### YOUR INSTRUCTIONS
Copy every line of the data exactly, leaving nothing out.

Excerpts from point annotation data
%%
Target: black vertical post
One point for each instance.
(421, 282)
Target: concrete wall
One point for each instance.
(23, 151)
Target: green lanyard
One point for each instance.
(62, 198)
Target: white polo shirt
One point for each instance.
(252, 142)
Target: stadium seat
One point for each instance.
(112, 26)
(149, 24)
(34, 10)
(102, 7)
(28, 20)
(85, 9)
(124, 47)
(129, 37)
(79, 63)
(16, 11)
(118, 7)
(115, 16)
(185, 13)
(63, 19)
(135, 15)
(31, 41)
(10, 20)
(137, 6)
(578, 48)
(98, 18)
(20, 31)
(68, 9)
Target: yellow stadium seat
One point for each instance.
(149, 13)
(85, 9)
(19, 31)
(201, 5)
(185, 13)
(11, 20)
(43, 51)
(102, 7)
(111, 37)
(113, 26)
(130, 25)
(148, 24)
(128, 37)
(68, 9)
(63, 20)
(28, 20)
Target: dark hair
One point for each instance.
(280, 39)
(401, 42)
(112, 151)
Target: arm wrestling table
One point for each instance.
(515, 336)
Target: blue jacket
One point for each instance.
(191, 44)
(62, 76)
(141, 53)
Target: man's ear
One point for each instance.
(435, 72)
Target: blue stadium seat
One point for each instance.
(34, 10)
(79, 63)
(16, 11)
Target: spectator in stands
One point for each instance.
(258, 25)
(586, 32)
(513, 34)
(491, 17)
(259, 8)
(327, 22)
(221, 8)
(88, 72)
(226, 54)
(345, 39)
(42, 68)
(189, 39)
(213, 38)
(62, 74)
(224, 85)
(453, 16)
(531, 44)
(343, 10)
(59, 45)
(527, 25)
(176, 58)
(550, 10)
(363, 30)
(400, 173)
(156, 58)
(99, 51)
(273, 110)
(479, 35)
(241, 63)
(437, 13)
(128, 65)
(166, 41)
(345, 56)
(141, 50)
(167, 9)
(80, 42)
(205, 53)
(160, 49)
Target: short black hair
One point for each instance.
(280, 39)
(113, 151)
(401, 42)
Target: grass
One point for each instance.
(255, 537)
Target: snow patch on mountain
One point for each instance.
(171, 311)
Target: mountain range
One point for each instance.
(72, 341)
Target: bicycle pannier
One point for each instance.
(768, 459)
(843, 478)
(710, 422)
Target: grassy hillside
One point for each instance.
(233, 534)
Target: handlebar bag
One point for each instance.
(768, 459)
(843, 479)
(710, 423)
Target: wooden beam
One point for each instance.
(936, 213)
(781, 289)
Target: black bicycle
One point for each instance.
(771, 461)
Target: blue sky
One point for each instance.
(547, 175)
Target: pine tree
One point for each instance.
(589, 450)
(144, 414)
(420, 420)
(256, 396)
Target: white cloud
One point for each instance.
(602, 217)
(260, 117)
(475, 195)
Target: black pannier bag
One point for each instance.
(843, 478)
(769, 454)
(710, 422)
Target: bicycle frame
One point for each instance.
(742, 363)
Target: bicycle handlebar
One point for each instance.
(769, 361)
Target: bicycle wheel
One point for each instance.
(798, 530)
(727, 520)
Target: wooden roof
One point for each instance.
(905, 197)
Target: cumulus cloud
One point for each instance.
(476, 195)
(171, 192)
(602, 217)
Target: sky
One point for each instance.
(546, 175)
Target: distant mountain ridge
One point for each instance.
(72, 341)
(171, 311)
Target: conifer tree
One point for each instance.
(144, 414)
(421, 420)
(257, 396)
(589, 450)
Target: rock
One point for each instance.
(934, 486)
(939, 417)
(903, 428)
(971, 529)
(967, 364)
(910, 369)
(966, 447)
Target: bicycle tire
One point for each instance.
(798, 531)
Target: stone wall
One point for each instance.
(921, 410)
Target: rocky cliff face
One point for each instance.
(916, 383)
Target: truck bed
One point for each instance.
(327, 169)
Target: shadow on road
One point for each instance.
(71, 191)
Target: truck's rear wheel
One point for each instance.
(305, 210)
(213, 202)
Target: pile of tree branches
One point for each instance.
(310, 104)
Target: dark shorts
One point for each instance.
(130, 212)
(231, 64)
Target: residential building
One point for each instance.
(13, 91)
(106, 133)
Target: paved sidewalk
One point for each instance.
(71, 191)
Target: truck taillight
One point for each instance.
%%
### SOLUTION FOR THIS PROBLEM
Target: black vertical post
One point for each instance.
(421, 282)
Target: concrete wall
One point for each instance.
(23, 151)
Target: green lanyard
One point for each instance.
(62, 198)
Target: white polo shirt
One point for each instance.
(252, 142)
Target: stadium seat
One point for each instance.
(112, 26)
(149, 24)
(34, 10)
(102, 7)
(28, 20)
(85, 9)
(124, 47)
(129, 37)
(79, 63)
(16, 11)
(118, 7)
(115, 16)
(185, 13)
(63, 19)
(135, 15)
(31, 41)
(10, 20)
(137, 6)
(578, 48)
(98, 18)
(20, 31)
(68, 9)
Target: yellow stadium seat
One point for each instance.
(149, 13)
(85, 9)
(19, 31)
(201, 5)
(185, 13)
(11, 20)
(43, 51)
(102, 7)
(111, 37)
(113, 26)
(130, 25)
(148, 24)
(128, 37)
(68, 9)
(63, 20)
(28, 20)
Target: dark hair
One point for each instance.
(280, 39)
(401, 42)
(112, 151)
Target: arm wrestling table
One point for each instance.
(515, 336)
Target: blue jacket
One point for each instance.
(191, 44)
(62, 76)
(141, 53)
Target: man's ear
One point for each instance.
(435, 72)
Target: blue stadium seat
One point for each instance.
(34, 10)
(79, 63)
(16, 11)
Target: spectator in stands
One point for each instance.
(258, 25)
(586, 32)
(513, 34)
(491, 17)
(259, 8)
(327, 22)
(221, 8)
(88, 72)
(226, 54)
(345, 39)
(42, 68)
(189, 39)
(213, 38)
(62, 74)
(224, 85)
(453, 16)
(531, 44)
(343, 10)
(59, 45)
(527, 25)
(176, 58)
(550, 10)
(363, 30)
(400, 173)
(156, 58)
(99, 51)
(273, 110)
(479, 35)
(241, 63)
(437, 13)
(128, 65)
(166, 41)
(345, 56)
(141, 50)
(167, 9)
(80, 42)
(205, 53)
(160, 49)
Target: short black hair
One point for each instance.
(280, 39)
(113, 151)
(401, 42)
Target: grass
One point for each instance.
(255, 537)
Target: snow patch on mountain
One point for each instance.
(171, 311)
Target: mountain range
One point for each instance.
(72, 341)
Target: bicycle pannier
One point for each instance.
(768, 459)
(843, 478)
(710, 422)
Target: grassy hillside
One point for each instance.
(233, 534)
Target: handlebar bag
One point for each instance.
(768, 459)
(843, 479)
(710, 423)
Target: wooden beam
One point for each instance.
(936, 213)
(781, 289)
Target: black bicycle
One point for each instance.
(771, 461)
Target: blue sky
One point for each instance.
(547, 175)
Target: pine tree
One point for each instance.
(589, 450)
(144, 414)
(420, 420)
(256, 396)
Target: white cloud
One point for each instance.
(602, 217)
(260, 117)
(475, 195)
Target: black pannier bag
One point for each instance.
(843, 478)
(769, 454)
(710, 422)
Target: bicycle frame
One point for each instance.
(742, 363)
Target: bicycle handlebar
One point for each instance.
(769, 361)
Target: bicycle wheel
One point for each instance.
(798, 530)
(727, 520)
Target: wooden roof
One point for each instance.
(905, 197)
Target: cumulus cloud
One point for each instance.
(476, 195)
(171, 192)
(602, 217)
Target: sky
One point for each instance.
(546, 175)
Target: distant mountain ridge
One point for each instance.
(72, 341)
(171, 311)
Target: conifer tree
One point for each instance.
(144, 414)
(421, 420)
(257, 396)
(589, 450)
Target: rock
One point for each instance.
(934, 486)
(939, 417)
(903, 428)
(971, 529)
(967, 364)
(910, 369)
(966, 447)
Target: bicycle tire
One point for each instance.
(798, 531)
Target: stone wall
One point for each instance.
(921, 410)
Target: rocky cliff face
One point for each instance.
(916, 383)
Target: truck bed
One point for each instance.
(327, 169)
Target: shadow on road
One point for each instance.
(71, 191)
Target: truck's rear wheel
One point for each instance.
(305, 210)
(213, 202)
Target: pile of tree branches
One point for each instance.
(310, 104)
Target: dark shorts
One point for each instance.
(130, 212)
(231, 64)
Target: residential building
One point for each instance.
(13, 91)
(106, 133)
Target: paved sidewalk
One point for each instance.
(71, 191)
Target: truck taillight
One point for each instance.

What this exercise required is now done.